Study text
::::::

If someone had been able to go into orbit around the Earth a century ago, he or she would have seen the light from 16 concentrations of a million or more people. Today, the crew of the space shuttle can see 450 such shining cities on the globe -- the economic, governmental, cultural and technological power plants of an increasingly urban age.
It's not too much of an exaggeration to say that "history" has been, at root, the story of our planet's urbanization. And it's a story that is now moving a lot faster. In 1900, only 13 percent of the world's population lived in cities. Two years ago, we crossed a threshold -- for the first time ever, more than half of us were urban dwellers. And by 2050, that number will rise to 70 percent. We are adding the equivalent of seven New Yorks to the planet every year.
This unprecedented urbanization is both an emblem of our economic and societal progress -- especially for the world's emerging nations -- and a huge strain on the planet's infrastructure. It's a challenge felt urgently by mayors, heads of economic development, school administrators, police chiefs and other civic leaders. The challenges these leaders face -- educating their young, keeping citizens safe and healthy, attracting and facilitating commerce and enabling the smooth flow of planes, trains, cars and pedestrians -- are only being compounded by the global downturn.
Thankfully, help is at hand, with intelligence being infused into the way cities work. It has tended to be been system-by-system so far, but it need not stop there. We now have the capacity to manage cities as the complex systems -- indeed, systems-of-systems -- that they are. And the current crisis in the world's economy offers an opportunity -- indeed, I believe, an imperative -- to do just that.
Look at the capabilities already being built into cities around the world. Transportation officials in Singapore, Brisbane and Stockholm are using smart systems to reduce both congestion and pollution. Public safety administrators in major cities like New York and Chicago are able not only to solve crimes and respond to emergencies, but to help prevent them. A large hospital organization in Paris is implementing an integrated patient-care management solution to facilitate seamless communication across its business applications -- enabling them to track every stage of a patient's stay in the hospital.
Miami-Dade County has built a transparent management system that helps identify and restructure low-performing schools and increase academic achievement for students. Smart water management in the Paraguay-Paraná River Basin of Brazil is helping to improve water quality for São Paulo's 17 million residents. In Malta, the government is implementing the first countrywide, integrated smart water and electricity system to monitor and manage natural resources more intelligently, and at the same time enable its citizens to make energy choices that are more cost-efficient and environmentally friendly. In Denmark, Dong Energy is deploying smart power grids -- and on the island of Bornholm, with 40,000 inhabitants, it is building a new plug-in network to understand the smart-grid implications of broad electric car adoption.

::::::

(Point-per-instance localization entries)
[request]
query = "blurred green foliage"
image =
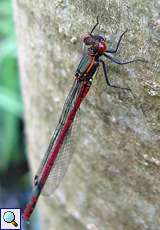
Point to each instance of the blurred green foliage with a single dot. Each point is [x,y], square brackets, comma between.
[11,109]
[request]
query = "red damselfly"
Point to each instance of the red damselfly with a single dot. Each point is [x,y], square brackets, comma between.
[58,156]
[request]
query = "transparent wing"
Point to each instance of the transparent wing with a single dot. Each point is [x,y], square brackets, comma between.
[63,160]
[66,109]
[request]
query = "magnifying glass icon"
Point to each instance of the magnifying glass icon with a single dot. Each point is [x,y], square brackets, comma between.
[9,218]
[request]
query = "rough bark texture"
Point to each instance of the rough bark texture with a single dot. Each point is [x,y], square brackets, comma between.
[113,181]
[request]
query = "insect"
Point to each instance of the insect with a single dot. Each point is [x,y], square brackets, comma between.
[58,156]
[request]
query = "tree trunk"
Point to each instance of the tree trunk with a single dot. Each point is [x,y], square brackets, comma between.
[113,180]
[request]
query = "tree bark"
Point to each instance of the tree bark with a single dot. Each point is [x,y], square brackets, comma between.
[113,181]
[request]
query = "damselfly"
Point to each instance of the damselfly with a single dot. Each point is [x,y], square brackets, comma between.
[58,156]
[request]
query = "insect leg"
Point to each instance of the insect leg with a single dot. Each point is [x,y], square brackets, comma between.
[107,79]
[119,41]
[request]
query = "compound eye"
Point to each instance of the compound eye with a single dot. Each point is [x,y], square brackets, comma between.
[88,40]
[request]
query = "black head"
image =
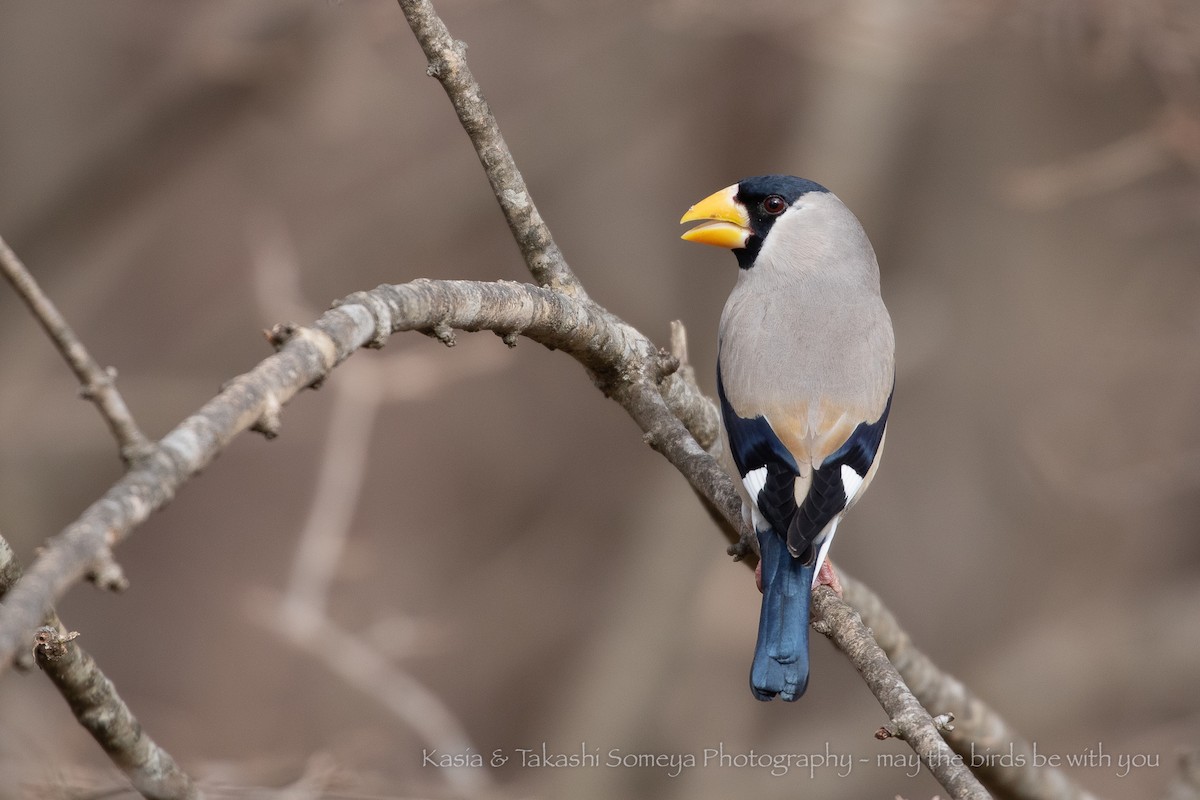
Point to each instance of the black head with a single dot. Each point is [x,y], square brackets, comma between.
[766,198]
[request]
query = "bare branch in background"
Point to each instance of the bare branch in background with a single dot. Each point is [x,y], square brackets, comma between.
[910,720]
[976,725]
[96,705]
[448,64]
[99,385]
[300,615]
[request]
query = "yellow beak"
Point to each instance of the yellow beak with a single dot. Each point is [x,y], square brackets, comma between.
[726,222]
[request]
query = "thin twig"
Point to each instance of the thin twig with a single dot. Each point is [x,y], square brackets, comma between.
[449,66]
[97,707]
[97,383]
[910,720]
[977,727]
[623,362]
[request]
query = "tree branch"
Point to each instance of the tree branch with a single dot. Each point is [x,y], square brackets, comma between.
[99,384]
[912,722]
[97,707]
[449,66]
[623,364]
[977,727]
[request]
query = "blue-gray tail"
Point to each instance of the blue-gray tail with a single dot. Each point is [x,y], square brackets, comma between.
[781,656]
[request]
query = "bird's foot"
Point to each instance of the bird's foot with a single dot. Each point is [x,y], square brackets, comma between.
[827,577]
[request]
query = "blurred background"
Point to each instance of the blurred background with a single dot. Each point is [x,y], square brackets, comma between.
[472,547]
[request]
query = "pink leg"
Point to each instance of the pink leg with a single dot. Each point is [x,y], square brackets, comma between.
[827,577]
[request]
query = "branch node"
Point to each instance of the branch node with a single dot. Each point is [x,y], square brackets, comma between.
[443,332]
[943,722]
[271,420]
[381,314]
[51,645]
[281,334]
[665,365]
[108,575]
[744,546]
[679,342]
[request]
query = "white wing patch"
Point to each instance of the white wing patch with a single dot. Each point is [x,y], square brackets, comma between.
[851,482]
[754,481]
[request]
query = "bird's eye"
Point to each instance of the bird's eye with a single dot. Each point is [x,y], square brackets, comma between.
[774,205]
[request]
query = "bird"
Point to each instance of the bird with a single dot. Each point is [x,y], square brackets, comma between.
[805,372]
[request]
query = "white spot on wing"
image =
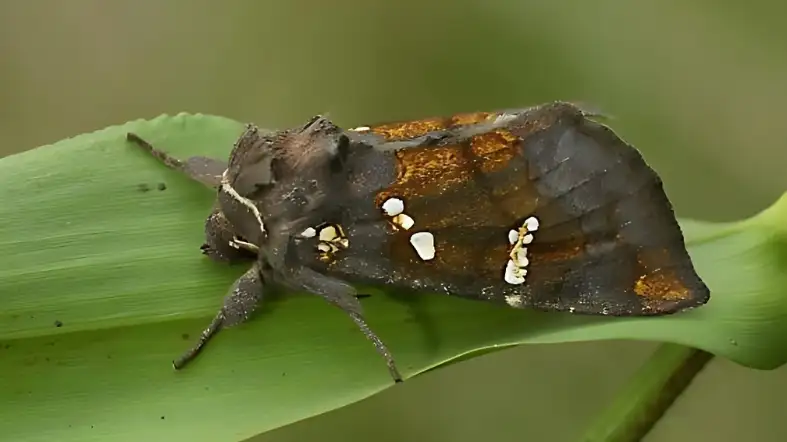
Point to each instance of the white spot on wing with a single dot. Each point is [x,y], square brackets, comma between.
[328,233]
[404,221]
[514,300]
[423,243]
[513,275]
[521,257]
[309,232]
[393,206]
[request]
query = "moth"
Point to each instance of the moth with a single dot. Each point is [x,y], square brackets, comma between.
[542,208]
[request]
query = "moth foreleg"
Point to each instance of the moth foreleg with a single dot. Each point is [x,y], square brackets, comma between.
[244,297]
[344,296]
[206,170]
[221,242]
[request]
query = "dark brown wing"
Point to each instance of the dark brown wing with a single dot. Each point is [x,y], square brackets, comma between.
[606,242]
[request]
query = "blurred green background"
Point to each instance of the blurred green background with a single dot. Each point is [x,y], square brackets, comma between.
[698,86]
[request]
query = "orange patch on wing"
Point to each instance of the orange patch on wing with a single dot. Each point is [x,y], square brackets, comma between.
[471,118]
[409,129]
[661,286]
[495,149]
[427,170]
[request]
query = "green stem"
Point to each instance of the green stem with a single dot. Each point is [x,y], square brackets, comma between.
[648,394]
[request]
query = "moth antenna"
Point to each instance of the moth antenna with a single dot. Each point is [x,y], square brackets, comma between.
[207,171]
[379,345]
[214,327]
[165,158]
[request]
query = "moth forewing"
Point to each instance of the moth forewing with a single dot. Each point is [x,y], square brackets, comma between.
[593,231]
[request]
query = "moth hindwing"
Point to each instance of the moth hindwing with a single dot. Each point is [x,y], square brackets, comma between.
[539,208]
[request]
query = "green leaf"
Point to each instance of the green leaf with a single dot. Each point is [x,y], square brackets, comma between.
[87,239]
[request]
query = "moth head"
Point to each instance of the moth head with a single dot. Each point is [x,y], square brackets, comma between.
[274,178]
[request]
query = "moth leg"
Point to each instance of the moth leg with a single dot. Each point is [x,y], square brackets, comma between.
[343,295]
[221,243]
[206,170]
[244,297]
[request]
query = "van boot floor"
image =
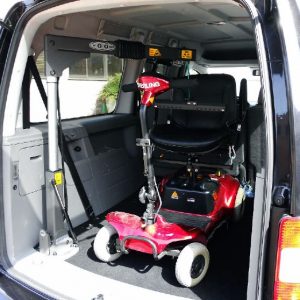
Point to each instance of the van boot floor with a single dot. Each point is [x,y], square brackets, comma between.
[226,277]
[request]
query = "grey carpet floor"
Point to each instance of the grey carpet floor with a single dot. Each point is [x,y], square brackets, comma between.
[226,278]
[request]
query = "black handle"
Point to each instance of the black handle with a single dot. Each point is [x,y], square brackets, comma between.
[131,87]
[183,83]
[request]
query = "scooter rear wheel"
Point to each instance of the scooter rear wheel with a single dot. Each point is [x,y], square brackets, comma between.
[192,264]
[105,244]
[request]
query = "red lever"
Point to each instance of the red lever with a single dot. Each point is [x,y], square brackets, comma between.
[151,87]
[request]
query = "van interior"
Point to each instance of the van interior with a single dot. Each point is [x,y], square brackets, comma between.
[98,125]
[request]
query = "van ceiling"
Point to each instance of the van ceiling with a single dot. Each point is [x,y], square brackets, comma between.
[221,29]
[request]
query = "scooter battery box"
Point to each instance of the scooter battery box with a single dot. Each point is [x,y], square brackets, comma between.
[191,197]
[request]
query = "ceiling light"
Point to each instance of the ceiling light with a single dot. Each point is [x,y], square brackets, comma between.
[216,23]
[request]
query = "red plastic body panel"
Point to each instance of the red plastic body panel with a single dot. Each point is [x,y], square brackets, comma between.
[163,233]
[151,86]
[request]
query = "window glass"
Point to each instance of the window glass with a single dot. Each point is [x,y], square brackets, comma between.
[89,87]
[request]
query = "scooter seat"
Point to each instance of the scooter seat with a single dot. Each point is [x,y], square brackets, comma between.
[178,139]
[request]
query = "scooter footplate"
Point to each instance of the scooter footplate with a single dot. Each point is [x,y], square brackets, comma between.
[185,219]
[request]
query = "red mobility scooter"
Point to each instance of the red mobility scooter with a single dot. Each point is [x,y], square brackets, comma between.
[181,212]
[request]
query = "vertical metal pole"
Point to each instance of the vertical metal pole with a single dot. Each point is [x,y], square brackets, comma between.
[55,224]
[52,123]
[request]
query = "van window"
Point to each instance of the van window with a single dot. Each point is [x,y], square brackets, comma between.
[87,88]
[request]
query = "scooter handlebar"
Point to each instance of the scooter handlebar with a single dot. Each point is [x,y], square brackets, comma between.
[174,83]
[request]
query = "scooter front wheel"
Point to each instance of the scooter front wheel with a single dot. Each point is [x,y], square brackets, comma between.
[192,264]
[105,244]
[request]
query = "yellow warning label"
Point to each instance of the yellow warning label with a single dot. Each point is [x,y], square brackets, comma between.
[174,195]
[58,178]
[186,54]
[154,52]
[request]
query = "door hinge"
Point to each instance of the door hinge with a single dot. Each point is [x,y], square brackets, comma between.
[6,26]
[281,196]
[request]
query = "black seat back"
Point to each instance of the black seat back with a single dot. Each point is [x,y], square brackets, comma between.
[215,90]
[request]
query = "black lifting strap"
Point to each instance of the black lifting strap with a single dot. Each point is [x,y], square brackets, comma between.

::::::

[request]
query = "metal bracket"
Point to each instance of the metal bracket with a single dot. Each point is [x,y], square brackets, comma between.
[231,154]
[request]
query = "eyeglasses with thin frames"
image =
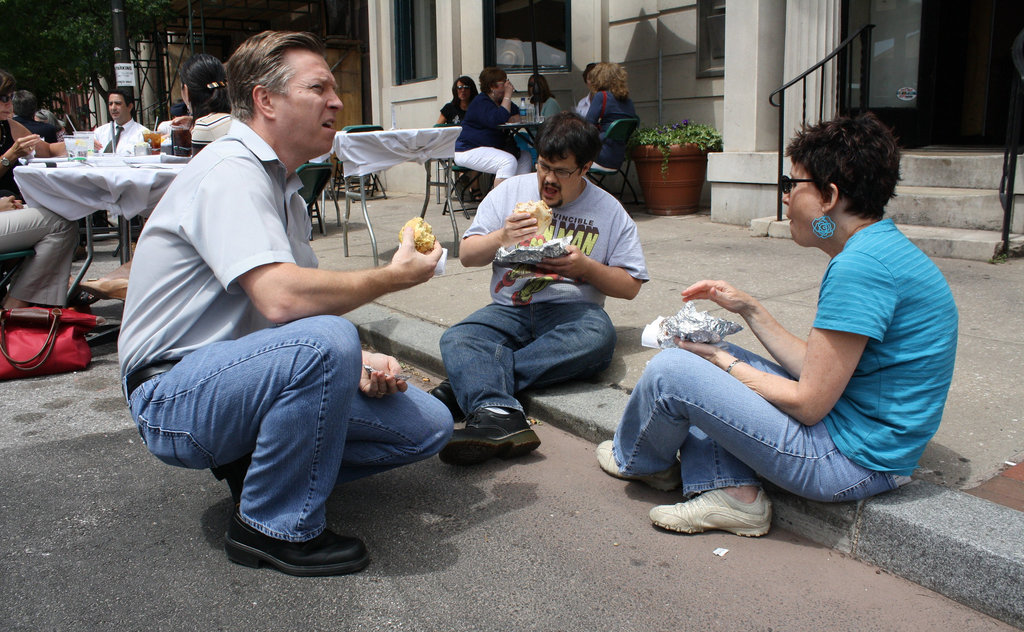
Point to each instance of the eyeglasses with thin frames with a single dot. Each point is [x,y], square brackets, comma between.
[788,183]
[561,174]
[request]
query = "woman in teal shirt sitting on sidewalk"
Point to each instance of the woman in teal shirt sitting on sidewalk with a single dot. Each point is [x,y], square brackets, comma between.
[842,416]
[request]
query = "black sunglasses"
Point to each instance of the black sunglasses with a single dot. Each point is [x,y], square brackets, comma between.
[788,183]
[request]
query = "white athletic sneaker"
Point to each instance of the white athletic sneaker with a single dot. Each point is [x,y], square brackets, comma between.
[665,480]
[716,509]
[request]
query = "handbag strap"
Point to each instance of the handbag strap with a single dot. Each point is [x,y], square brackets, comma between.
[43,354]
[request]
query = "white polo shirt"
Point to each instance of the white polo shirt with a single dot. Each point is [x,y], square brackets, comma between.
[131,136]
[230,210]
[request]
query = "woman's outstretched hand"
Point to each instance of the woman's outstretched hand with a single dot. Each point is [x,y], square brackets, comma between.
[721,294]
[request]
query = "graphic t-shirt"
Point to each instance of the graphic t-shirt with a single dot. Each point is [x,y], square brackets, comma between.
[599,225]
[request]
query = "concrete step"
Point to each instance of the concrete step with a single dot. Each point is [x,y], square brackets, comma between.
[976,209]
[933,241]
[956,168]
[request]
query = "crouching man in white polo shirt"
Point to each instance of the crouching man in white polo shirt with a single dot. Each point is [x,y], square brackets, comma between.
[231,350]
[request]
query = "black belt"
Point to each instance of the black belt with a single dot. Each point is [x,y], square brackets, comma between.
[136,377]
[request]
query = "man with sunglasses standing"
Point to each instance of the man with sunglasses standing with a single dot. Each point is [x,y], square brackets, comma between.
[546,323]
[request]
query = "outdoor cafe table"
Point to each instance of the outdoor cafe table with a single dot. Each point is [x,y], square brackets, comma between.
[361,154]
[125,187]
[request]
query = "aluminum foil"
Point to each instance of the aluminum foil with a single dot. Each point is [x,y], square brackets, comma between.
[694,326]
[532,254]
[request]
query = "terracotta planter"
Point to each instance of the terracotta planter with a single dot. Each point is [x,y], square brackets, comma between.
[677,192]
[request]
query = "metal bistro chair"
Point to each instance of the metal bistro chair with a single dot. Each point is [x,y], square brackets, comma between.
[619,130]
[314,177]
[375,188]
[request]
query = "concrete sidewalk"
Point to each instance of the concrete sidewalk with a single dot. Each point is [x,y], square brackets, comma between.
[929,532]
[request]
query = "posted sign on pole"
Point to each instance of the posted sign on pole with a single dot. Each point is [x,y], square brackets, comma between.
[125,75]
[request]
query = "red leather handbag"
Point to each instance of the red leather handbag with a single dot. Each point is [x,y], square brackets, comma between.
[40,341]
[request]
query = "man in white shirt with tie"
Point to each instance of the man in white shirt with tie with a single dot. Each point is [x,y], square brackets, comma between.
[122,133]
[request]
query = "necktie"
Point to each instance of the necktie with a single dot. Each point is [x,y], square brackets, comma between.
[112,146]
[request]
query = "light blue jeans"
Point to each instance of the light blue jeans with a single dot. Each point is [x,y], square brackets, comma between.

::::::

Apply what you read
1/ Reproduce the part of the urbanization passage from "If someone had" up to and including "planet every year.".
2/ Do these statements agree with the urbanization passage? For each, answer yes or no and quote the words from the passage that decide it.
(a) In 1900, 13 percent of the world's population lived in cities.
(b) The government of Malta is deploying smart power grids on the island of Bornholm.
(c) Transportation officials in Paris are using smart systems to reduce congestion and pollution.
3/ According to the urbanization passage, how many cities of a million or more people can the crew of the space shuttle see today?
The entries are separate material, unrelated to the urbanization passage.

Results in order
1/
If someone had been able to go into orbit around the Earth a century ago, he or she would have seen the light from 16 concentrations of a million or more people. Today, the crew of the space shuttle can see 450 such shining cities on the globe -- the economic, governmental, cultural and technological power plants of an increasingly urban age.
It's not too much of an exaggeration to say that "history" has been, at root, the story of our planet's urbanization. And it's a story that is now moving a lot faster. In 1900, only 13 percent of the world's population lived in cities. Two years ago, we crossed a threshold -- for the first time ever, more than half of us were urban dwellers. And by 2050, that number will rise to 70 percent. We are adding the equivalent of seven New Yorks to the planet every year.

2/
(a) Yes: "In 1900, only 13 percent of the world's population lived in cities."
(b) No: "In Denmark, Dong Energy is deploying smart power grids -- and on the island of Bornholm, with 40,000 inhabitants, it is building a new plug-in network"
(c) No: "Transportation officials in Singapore, Brisbane and Stockholm are using smart systems to reduce both congestion and pollution."

3/ 450